What is expected >>
Give back exactly the lines running from the line with "If you could point at the finger in" to the end of the entries, and only those lines.

Dataset records about object locations >>
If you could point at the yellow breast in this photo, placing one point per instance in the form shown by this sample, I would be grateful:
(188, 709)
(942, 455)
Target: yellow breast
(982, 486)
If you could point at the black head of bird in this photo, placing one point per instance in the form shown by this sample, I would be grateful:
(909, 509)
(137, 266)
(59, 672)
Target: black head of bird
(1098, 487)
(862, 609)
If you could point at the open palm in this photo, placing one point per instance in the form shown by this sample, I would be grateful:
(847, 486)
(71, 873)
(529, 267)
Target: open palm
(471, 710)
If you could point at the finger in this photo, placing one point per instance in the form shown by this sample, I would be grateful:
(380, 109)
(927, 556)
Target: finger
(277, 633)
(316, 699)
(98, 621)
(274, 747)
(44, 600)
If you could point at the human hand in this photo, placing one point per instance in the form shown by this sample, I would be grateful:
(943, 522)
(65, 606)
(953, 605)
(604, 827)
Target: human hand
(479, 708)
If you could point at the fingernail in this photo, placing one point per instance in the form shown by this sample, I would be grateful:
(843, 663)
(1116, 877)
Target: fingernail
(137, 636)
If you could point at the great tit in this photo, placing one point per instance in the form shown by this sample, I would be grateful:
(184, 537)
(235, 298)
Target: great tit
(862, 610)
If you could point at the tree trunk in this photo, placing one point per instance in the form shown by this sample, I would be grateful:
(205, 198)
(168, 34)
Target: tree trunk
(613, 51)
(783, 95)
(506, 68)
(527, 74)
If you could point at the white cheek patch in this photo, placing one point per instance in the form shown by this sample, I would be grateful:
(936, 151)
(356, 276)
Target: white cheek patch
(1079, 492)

Task solution >>
If you could point at the finger in this photo, placing one point per instance in the form shown by this sample, I would be grateful:
(380, 109)
(927, 556)
Target: finger
(277, 633)
(316, 699)
(98, 621)
(274, 747)
(44, 600)
If you could point at the human hand in this photo, placing one point per instance in the form shown by this sample, I would be grateful:
(943, 522)
(65, 606)
(953, 605)
(604, 827)
Target: human hand
(479, 708)
If you could point at the fingernail in this photo, placing one point per instance in the form shown by this sample, I would be grateful:
(843, 663)
(1116, 877)
Target: fingernail
(137, 636)
If you could point at the great tit in this photo, placing one point per instance in the form shown by this sample, I would be grateful:
(184, 537)
(235, 298)
Target: great tit
(862, 610)
If you could point at the tree trunk in this photo, placing one point per instance in the form shown by this sample, I would be grateful:
(205, 198)
(168, 34)
Target: tree trunk
(613, 51)
(783, 95)
(506, 68)
(527, 74)
If you could point at the white cheek patch in this photo, placing one point per instance in the form shown by this sample, I would be grateful:
(936, 151)
(356, 276)
Target: white cheek patch
(1079, 492)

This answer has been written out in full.